**Stated problem**
Switch "asphalt surface" to "paved road" in the part of the listing below that opens with the line containing "[locate] metal rod" and runs to the end of the listing. Write out only that part, leaving everything else unchanged.

**Extracted records**
------------
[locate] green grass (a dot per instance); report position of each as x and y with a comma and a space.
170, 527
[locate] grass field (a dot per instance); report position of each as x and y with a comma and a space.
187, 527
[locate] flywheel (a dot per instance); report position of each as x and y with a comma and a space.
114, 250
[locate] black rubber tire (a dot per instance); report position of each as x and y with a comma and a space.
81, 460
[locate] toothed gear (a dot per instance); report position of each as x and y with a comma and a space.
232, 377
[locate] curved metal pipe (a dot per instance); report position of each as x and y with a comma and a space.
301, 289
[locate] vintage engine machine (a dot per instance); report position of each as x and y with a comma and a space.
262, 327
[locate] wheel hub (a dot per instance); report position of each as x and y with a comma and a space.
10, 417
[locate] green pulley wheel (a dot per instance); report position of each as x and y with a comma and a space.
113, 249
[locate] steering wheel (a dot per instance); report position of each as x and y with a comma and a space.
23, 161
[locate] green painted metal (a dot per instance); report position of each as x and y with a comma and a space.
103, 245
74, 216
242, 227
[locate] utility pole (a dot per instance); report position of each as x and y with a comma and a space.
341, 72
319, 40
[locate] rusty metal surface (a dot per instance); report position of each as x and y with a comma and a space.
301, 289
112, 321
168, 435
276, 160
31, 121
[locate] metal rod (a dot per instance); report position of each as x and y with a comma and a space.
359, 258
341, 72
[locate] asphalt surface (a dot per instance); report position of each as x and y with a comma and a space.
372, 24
------------
**Response**
[locate] metal rod (a dot per instance); report position of each as x and y with a comma and a space.
359, 258
341, 72
[locate] paved road (a dot per instance); report position of each as x and y with a comma and a space.
372, 24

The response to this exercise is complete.